* _TASK DETAILS_
Duplicate the data verbatim, from its first line through the line holding "[0,83,103,93]", both ends included.
━━━━━━━━━━
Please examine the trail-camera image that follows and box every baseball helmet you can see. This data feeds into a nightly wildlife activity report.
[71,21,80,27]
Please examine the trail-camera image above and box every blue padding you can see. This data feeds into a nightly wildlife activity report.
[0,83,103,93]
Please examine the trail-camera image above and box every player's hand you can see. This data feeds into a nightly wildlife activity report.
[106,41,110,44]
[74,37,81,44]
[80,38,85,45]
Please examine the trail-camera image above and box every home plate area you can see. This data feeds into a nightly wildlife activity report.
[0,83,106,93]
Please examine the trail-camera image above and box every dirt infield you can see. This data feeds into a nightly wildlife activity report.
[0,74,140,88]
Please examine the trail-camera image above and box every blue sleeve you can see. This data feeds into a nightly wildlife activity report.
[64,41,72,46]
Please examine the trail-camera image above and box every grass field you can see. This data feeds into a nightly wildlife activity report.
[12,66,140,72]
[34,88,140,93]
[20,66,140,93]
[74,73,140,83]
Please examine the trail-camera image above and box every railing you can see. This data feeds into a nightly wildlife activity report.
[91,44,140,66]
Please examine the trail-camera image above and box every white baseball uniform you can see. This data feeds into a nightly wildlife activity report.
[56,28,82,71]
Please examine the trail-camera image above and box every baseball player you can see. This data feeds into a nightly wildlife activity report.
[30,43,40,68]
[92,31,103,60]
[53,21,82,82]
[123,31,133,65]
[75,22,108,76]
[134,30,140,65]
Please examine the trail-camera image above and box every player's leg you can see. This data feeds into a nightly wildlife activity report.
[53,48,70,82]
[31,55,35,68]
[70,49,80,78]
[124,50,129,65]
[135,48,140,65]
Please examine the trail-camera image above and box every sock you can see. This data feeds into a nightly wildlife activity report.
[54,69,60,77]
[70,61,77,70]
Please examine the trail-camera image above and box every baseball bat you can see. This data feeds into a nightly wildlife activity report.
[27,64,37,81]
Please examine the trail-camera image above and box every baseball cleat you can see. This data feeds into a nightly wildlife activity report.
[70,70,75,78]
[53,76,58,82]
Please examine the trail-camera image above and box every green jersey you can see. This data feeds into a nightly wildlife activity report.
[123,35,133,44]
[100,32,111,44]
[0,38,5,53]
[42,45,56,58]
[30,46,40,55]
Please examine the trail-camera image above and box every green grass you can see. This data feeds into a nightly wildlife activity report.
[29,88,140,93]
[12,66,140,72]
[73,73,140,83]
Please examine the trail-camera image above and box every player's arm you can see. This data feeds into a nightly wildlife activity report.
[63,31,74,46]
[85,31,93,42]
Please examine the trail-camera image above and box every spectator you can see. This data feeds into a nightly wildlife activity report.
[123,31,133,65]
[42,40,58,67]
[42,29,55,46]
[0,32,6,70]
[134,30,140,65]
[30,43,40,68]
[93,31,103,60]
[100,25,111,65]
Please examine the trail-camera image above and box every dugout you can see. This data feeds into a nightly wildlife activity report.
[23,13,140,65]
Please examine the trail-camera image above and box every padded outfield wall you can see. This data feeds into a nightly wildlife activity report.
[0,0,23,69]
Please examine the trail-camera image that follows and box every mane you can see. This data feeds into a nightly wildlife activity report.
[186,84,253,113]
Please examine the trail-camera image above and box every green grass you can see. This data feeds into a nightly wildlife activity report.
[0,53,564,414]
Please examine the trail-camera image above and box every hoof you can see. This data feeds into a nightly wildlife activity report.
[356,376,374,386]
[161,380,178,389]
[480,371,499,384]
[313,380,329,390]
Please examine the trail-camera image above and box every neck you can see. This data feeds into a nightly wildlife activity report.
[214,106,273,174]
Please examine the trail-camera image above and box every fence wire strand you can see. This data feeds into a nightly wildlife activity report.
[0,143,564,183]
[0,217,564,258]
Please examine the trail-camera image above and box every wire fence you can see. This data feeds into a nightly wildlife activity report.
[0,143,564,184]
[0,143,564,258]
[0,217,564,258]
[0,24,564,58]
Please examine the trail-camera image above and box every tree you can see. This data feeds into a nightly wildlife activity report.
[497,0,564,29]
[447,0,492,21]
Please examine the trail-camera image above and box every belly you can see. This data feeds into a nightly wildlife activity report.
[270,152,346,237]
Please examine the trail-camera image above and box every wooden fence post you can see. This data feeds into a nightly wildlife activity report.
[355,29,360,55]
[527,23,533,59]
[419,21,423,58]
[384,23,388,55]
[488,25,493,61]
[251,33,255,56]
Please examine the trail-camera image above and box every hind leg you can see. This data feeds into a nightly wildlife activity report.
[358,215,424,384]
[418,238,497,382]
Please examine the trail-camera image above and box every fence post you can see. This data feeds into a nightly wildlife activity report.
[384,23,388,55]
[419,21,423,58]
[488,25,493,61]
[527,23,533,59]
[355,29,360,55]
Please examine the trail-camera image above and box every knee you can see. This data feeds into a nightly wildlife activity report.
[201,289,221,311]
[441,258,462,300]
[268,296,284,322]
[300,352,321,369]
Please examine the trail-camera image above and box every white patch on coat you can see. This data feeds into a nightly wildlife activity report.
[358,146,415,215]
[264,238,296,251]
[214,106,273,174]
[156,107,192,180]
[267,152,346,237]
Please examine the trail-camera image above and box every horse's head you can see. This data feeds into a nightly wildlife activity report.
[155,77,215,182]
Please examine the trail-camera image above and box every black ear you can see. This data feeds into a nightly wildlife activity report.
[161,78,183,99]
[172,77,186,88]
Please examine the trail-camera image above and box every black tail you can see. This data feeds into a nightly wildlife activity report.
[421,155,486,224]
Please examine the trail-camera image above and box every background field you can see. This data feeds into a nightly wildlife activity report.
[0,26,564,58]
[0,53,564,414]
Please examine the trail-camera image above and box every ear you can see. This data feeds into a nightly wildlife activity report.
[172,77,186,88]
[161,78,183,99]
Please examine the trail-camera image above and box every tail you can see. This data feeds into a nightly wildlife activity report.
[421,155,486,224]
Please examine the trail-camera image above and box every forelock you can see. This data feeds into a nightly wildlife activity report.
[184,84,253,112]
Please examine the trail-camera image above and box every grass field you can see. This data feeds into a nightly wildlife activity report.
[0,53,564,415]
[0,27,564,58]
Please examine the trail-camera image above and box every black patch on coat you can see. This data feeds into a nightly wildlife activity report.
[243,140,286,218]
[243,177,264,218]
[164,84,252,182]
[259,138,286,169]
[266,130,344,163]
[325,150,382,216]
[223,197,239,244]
━━━━━━━━━━
* _COMPLETE ANSWER_
Please examine the trail-camera image that follows and box every baseball helmet you can see. This data feeds into a nightly wildlife activity report.
[71,21,80,27]
Please examine the trail-camera image above and box every blue padding you can see. This data feeds into a nightly wildlife activity report.
[0,83,103,93]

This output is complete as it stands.